# Objective
Please copy the records below with every "format" swapped for "layout" and everything else unchanged. Leave the pictures out of your copy.
* begin Excerpted data *
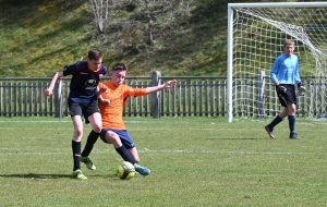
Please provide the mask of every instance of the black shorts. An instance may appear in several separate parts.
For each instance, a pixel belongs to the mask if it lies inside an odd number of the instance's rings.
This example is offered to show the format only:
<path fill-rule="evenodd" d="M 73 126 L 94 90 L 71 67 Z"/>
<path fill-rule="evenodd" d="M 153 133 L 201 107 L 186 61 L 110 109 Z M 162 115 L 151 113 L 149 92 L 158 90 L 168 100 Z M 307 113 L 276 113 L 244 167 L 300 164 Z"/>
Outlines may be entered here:
<path fill-rule="evenodd" d="M 287 88 L 287 92 L 277 92 L 279 102 L 282 107 L 287 107 L 288 105 L 296 105 L 296 94 L 295 94 L 295 87 L 291 84 L 280 84 L 280 86 L 283 86 Z"/>
<path fill-rule="evenodd" d="M 98 107 L 98 101 L 93 101 L 90 104 L 69 104 L 70 114 L 71 117 L 74 115 L 83 115 L 85 122 L 88 123 L 87 118 L 93 113 L 100 112 Z"/>

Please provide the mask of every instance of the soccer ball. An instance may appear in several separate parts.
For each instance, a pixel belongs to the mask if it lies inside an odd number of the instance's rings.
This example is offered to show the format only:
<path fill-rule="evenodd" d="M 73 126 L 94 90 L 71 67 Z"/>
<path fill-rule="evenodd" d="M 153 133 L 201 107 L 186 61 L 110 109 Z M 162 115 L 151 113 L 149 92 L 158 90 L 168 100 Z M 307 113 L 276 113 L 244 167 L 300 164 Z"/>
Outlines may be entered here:
<path fill-rule="evenodd" d="M 130 180 L 135 175 L 135 167 L 131 162 L 124 161 L 117 167 L 116 172 L 121 180 Z"/>

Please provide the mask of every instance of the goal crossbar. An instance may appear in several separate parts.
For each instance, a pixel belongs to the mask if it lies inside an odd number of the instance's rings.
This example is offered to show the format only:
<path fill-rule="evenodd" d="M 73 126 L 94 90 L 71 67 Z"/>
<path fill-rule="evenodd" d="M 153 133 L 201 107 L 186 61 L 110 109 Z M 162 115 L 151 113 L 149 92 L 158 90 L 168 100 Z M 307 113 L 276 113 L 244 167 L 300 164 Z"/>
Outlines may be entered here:
<path fill-rule="evenodd" d="M 327 2 L 262 2 L 262 3 L 228 3 L 228 60 L 227 60 L 227 110 L 228 122 L 233 120 L 233 24 L 234 9 L 242 8 L 327 8 Z M 326 25 L 303 25 L 304 29 L 326 29 Z M 294 37 L 296 39 L 296 37 Z M 315 52 L 319 52 L 317 49 Z"/>

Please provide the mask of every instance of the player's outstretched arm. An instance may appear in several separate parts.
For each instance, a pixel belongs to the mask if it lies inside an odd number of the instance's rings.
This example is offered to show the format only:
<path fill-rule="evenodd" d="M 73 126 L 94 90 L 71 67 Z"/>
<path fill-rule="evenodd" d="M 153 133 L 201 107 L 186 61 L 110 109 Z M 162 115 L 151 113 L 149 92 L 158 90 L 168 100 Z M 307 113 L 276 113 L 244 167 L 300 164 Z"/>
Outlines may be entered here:
<path fill-rule="evenodd" d="M 172 88 L 172 87 L 175 87 L 175 86 L 177 86 L 177 81 L 175 80 L 169 81 L 169 82 L 166 82 L 165 84 L 161 84 L 159 86 L 147 87 L 146 88 L 146 94 L 152 94 L 152 93 L 155 93 L 155 92 L 158 92 L 158 90 Z"/>
<path fill-rule="evenodd" d="M 57 83 L 57 81 L 63 76 L 63 73 L 62 72 L 57 72 L 55 73 L 53 77 L 52 77 L 52 81 L 50 83 L 50 86 L 48 88 L 45 89 L 44 92 L 44 95 L 45 96 L 50 96 L 52 95 L 52 90 L 53 90 L 53 87 L 55 87 L 55 84 Z"/>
* end Excerpted data *
# Worked solution
Please provide the mask of every instance of the black shorts. An instance may appear in several separate parts.
For each instance, a pixel belongs to the mask if it lies inside an odd number of the instance's rings.
This example is offered to show the layout only:
<path fill-rule="evenodd" d="M 73 126 L 94 90 L 71 67 Z"/>
<path fill-rule="evenodd" d="M 153 133 L 201 107 L 186 61 L 110 109 Z M 162 115 L 151 113 L 149 92 L 158 90 L 168 100 Z M 307 113 L 276 113 L 244 167 L 300 164 Z"/>
Outlines may be entered here:
<path fill-rule="evenodd" d="M 287 88 L 287 92 L 277 92 L 279 102 L 282 107 L 287 107 L 288 105 L 296 105 L 296 94 L 295 94 L 295 87 L 291 84 L 280 84 L 280 86 L 283 86 Z"/>
<path fill-rule="evenodd" d="M 98 107 L 98 101 L 93 101 L 90 104 L 69 104 L 70 114 L 71 117 L 74 115 L 83 115 L 85 122 L 88 123 L 87 118 L 93 113 L 100 112 Z"/>

Please provide the mask of every instance of the soccer ball. An instance may appear in several separate parts.
For each instance, a pixel belongs to the mask if it lies inside an odd number of the instance's rings.
This example is offered to show the layout only:
<path fill-rule="evenodd" d="M 73 126 L 94 90 L 71 67 Z"/>
<path fill-rule="evenodd" d="M 153 133 L 201 107 L 186 61 L 110 109 Z M 162 115 L 151 113 L 149 92 L 158 90 L 168 100 Z M 307 113 L 276 113 L 244 167 L 300 164 Z"/>
Outlines may be entered here:
<path fill-rule="evenodd" d="M 130 180 L 135 175 L 135 167 L 131 162 L 124 161 L 117 167 L 116 172 L 121 180 Z"/>

Please provide the mask of every instance of the goal crossbar. An instance may appear in several separate parts.
For each instance, a pixel belongs to the mask if it lies inside an odd number of the instance's rings.
This example is offered to show the layout only:
<path fill-rule="evenodd" d="M 73 126 L 94 90 L 71 67 Z"/>
<path fill-rule="evenodd" d="M 153 133 L 201 107 L 186 61 L 110 109 Z M 162 115 L 151 113 L 149 92 L 158 90 L 168 100 Z M 307 113 L 276 113 L 244 167 L 300 164 Z"/>
Outlines may be entered here:
<path fill-rule="evenodd" d="M 327 2 L 262 2 L 262 3 L 228 3 L 228 60 L 227 60 L 227 110 L 228 122 L 233 120 L 233 24 L 234 9 L 242 8 L 327 8 Z M 326 25 L 303 25 L 304 29 L 326 29 Z M 294 37 L 296 39 L 296 37 Z M 315 52 L 319 52 L 317 49 Z"/>

Please provide the mask of every instance of the player's outstretched arm. An instance may appear in several separate parts.
For each instance, a pixel belongs to the mask if it lies inside an odd number of the instance's rings.
This example is offered to show the layout only:
<path fill-rule="evenodd" d="M 73 126 L 94 90 L 71 67 Z"/>
<path fill-rule="evenodd" d="M 153 133 L 201 107 L 186 61 L 110 109 Z M 162 115 L 151 113 L 149 92 L 158 90 L 168 100 Z M 307 113 L 276 113 L 244 167 L 300 164 Z"/>
Outlines may be entered here:
<path fill-rule="evenodd" d="M 172 88 L 172 87 L 175 87 L 175 86 L 177 86 L 177 81 L 175 80 L 169 81 L 169 82 L 166 82 L 165 84 L 161 84 L 159 86 L 147 87 L 146 88 L 146 94 L 152 94 L 152 93 L 155 93 L 155 92 L 158 92 L 158 90 Z"/>
<path fill-rule="evenodd" d="M 57 83 L 57 81 L 63 76 L 63 73 L 62 72 L 57 72 L 55 73 L 53 77 L 52 77 L 52 81 L 50 83 L 50 86 L 48 88 L 45 89 L 44 92 L 44 95 L 45 96 L 50 96 L 52 95 L 52 90 L 53 90 L 53 87 L 55 87 L 55 84 Z"/>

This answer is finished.